### 文書抜粋:
%%
【聖光4強・飛躍の夏(1)】原点回帰で成長 泥くさくひたむきに

 
準決勝後、あいさつを終えてベンチに戻るナイン。ユニホームは黒く染まっていた=20日、甲子園球場

 甲子園の黒土でユニホームは真っ黒に染まっていた。20日行われた第104回全国高校野球選手権大会準決勝、福島県代表の聖光学院と仙台育英(宮城)との戦い。序盤に大差をつけられながらも、泥だらけになって最後まで諦めず、懸命にプレーする聖光ナインの姿があった。

 聖光学院が今大会、準々決勝の壁を破って初めて4強に進出、県勢として51年ぶりの快挙を成し遂げた。準決勝は悔しい敗戦となったが、その躍進の背景には、甲子園出場が当たり前ではなかった時代への「原点回帰」があった。
%%
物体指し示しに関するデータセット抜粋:
%%
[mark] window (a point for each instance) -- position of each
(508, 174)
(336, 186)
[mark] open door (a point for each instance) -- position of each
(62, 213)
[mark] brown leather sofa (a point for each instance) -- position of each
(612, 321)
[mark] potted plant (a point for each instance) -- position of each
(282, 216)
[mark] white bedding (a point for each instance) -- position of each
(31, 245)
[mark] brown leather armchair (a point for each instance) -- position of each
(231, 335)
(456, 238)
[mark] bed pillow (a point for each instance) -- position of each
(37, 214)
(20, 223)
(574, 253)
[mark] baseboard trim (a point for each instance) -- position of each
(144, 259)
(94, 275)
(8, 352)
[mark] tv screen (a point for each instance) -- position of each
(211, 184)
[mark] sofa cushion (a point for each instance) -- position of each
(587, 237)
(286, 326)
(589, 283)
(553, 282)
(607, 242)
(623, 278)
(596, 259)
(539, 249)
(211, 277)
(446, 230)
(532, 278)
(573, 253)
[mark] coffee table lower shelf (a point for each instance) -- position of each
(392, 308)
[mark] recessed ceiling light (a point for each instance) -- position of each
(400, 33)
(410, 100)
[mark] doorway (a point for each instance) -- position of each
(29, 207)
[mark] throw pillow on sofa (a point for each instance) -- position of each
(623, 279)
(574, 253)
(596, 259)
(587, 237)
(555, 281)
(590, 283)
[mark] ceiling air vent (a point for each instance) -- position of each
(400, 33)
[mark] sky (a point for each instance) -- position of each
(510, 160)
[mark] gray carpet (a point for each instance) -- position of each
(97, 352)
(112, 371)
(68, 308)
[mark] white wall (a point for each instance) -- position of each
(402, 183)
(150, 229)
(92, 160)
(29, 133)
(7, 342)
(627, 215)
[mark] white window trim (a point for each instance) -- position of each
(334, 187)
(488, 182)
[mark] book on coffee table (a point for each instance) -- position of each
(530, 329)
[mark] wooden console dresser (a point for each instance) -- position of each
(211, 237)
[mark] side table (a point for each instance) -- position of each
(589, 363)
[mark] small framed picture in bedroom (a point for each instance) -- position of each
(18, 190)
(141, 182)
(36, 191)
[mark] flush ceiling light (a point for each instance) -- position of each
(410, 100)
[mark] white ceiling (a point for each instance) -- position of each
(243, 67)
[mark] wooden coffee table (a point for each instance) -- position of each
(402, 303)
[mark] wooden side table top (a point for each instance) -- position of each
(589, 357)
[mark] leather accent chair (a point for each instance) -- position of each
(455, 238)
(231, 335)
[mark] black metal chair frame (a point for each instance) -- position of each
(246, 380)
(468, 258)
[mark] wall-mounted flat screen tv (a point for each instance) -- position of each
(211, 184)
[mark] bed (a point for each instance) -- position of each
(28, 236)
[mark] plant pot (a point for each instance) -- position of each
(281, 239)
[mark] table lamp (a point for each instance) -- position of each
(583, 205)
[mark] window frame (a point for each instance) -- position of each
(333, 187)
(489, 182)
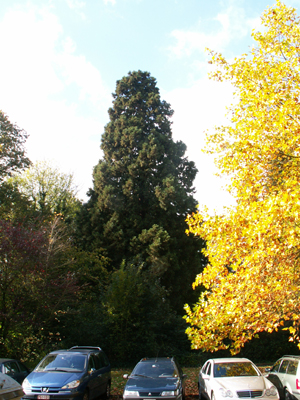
%%
### 指示内容:
聖光学院の甲子園4強進出を伝える記事を、最後の文の直後から続けて書いてもらえますか？ これらの記録は使う必要がありません。

### 正解:
 「自分たちの頃は下手くそだったけどハートは強かった。今年のチームは、そんなところが当時と似ていると感じる」。聖光学院が甲子園に初出場した2001(平成13)年当時のメンバーで、4番打者を務めた二本松市の会社員塙裕之さん(38)は自身の現役時代と重ね合わせる。

 この年、福島大会決勝で日大東北と死闘を繰り広げた。延長11回表に4点を取られたが、驚異的な粘りで5点を奪ってサヨナラ勝ち。初の甲子園への切符を手にした。どんな状況でも全力を出し切るひたむきなプレーは「聖光野球」の象徴となった。その後、聖光学院は甲子園の常連となっていった。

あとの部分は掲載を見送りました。